*What is being asked*
Reproduce the stretch of records below from the line containing "Tag the woman in" through the line containing "(1057, 841)", keeping every line identical.

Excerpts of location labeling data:
"""

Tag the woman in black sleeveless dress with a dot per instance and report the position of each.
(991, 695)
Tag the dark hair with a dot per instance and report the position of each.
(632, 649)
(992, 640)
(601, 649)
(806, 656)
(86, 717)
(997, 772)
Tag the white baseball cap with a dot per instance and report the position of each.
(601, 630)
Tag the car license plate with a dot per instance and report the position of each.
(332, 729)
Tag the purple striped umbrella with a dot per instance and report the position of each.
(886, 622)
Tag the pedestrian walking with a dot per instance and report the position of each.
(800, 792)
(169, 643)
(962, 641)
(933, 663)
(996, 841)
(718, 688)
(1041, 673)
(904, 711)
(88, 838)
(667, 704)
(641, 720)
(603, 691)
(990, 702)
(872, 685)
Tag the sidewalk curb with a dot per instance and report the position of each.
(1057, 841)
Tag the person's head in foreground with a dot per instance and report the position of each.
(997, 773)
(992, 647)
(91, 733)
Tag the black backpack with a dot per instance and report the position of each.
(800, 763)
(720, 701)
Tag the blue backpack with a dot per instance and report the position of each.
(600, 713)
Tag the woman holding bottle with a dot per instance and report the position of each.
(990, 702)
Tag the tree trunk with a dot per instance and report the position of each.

"""
"""

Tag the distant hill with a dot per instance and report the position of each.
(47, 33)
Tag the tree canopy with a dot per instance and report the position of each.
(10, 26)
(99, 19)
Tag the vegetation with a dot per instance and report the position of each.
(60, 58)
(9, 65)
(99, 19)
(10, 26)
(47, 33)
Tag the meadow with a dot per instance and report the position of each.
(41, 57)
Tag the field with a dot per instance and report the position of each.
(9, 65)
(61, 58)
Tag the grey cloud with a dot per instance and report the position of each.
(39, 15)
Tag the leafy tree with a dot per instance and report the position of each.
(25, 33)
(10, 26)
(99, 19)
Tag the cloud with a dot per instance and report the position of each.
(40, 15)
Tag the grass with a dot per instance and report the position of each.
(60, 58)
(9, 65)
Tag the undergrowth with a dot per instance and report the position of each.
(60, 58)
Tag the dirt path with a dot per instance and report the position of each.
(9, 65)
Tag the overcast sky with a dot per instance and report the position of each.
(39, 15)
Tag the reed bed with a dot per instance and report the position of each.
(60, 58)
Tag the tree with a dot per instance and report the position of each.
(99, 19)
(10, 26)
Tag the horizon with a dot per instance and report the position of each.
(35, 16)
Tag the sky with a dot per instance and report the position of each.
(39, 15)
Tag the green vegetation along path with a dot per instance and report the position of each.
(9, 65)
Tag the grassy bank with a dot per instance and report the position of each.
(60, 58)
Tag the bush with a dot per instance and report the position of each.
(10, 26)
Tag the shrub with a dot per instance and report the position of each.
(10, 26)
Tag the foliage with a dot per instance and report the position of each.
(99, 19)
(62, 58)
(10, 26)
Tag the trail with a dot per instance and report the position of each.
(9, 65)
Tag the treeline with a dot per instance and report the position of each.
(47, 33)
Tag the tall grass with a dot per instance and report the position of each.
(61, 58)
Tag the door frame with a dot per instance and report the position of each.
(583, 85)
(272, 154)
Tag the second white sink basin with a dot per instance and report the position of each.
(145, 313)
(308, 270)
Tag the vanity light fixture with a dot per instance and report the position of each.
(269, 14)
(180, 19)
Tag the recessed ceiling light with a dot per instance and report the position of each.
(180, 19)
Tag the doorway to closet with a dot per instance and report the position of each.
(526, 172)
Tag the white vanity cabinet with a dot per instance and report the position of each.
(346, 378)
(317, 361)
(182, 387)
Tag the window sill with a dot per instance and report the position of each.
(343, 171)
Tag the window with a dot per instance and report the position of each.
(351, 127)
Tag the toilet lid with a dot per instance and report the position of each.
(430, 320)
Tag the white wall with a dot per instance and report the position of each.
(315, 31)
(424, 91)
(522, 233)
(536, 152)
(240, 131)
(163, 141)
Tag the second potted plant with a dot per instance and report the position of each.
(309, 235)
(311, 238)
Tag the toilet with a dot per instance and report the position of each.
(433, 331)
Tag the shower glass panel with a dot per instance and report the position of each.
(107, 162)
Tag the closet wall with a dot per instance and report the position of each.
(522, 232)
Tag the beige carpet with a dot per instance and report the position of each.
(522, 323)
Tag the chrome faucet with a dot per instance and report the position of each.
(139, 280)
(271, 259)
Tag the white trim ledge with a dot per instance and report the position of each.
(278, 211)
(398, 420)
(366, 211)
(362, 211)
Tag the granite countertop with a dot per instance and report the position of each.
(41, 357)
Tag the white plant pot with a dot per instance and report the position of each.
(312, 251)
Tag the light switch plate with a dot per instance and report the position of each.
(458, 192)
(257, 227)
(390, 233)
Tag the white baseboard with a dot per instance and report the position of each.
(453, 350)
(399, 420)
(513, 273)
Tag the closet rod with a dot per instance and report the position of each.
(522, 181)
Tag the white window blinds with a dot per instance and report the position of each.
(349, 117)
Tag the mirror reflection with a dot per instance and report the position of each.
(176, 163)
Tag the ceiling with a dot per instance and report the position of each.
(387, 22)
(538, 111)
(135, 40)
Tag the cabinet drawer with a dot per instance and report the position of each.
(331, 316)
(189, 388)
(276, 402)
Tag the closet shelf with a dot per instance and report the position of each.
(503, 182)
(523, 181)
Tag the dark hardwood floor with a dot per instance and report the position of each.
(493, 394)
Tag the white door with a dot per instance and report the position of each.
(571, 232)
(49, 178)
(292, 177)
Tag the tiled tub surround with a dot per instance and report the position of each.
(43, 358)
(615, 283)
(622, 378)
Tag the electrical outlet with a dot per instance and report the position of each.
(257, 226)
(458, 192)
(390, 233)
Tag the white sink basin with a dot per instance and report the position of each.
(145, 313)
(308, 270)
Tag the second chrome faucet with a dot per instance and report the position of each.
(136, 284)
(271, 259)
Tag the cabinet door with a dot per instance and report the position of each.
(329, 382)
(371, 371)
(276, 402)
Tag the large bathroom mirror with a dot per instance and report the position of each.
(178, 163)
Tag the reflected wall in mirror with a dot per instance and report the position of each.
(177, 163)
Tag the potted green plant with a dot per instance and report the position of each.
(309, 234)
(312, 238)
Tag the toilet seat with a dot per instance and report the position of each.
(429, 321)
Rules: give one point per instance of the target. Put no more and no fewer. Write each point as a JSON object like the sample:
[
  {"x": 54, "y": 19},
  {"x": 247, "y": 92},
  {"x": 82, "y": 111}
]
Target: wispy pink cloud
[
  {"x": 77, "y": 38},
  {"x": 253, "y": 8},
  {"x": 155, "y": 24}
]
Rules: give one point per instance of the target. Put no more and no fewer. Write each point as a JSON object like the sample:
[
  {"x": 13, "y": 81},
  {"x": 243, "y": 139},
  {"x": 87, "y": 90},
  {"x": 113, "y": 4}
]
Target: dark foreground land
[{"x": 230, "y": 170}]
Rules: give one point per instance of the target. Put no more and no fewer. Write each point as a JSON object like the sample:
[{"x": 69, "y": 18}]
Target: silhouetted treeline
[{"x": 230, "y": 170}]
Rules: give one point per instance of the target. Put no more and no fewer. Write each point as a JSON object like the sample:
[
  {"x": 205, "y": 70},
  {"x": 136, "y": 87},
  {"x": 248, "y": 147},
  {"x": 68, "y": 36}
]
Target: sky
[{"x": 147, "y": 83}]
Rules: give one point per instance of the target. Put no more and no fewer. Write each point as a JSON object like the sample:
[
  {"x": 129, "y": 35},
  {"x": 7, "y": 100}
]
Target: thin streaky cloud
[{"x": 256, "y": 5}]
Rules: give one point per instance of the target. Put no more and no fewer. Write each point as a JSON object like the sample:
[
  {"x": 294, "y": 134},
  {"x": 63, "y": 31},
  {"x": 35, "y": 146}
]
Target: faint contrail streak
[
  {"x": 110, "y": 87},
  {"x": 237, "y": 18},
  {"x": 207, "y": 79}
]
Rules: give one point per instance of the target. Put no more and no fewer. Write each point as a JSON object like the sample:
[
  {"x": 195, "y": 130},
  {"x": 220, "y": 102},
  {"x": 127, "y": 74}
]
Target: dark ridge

"""
"""

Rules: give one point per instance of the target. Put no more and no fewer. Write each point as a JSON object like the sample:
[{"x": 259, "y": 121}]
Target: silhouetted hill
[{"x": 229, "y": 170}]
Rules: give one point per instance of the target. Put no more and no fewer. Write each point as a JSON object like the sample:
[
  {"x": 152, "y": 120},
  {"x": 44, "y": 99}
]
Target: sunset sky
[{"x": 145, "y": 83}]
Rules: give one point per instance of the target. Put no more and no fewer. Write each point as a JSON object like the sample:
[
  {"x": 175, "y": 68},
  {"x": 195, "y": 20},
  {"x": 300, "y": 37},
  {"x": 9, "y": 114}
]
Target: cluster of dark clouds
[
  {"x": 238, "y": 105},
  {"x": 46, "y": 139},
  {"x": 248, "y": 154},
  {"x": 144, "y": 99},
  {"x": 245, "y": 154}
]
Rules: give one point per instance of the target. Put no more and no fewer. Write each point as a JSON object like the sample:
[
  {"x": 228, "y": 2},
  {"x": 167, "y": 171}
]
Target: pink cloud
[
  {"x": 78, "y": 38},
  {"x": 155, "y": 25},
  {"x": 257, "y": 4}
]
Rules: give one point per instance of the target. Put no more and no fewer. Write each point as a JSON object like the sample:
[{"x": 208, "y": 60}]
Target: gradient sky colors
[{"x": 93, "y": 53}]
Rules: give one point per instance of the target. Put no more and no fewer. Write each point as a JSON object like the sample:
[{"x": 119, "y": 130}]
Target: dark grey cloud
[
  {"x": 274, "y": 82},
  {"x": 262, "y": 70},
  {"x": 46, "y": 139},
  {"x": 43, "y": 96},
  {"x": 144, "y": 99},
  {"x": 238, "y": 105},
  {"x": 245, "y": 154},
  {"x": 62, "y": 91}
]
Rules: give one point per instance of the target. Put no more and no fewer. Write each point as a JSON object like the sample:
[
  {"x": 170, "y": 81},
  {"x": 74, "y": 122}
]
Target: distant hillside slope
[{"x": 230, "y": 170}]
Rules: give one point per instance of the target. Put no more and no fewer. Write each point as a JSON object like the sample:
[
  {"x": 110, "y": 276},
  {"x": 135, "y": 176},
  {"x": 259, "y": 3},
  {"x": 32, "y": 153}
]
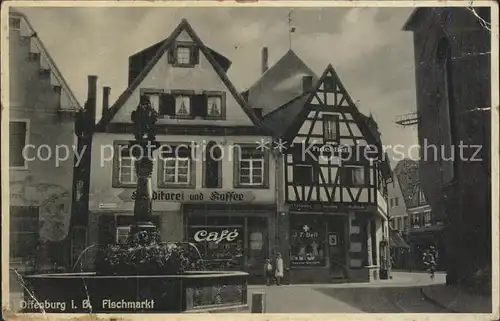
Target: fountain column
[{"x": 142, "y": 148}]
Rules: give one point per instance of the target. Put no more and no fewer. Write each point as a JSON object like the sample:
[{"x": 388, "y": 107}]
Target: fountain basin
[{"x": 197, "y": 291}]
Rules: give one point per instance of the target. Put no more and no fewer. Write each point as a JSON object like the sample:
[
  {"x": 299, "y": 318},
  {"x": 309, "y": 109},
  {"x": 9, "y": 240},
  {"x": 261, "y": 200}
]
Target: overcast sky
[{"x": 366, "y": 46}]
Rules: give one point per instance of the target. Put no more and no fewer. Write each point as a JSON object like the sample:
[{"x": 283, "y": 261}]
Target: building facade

"""

*Exercise answer*
Tag the woman in black sleeveless dress with a dot per instance and report the position of each.
(991, 695)
Tag the dark hair with a dot per instance and report the position of each.
(632, 649)
(992, 640)
(601, 649)
(806, 656)
(86, 717)
(997, 772)
Tag the white baseball cap with a dot per instance and report the position of each.
(601, 630)
Tag the car license plate with a dot per instance and report the position of each.
(332, 729)
Tag the purple striped umbrella with a dot per instance and report the position of each.
(886, 622)
Tag the pedestrian walking with a dot per instance and report the position of each.
(800, 792)
(169, 643)
(962, 641)
(933, 663)
(996, 841)
(718, 688)
(1041, 673)
(904, 711)
(88, 838)
(667, 704)
(641, 720)
(603, 691)
(990, 702)
(872, 685)
Tag the sidewalk curb with a dot per instance and report the position of each.
(1057, 841)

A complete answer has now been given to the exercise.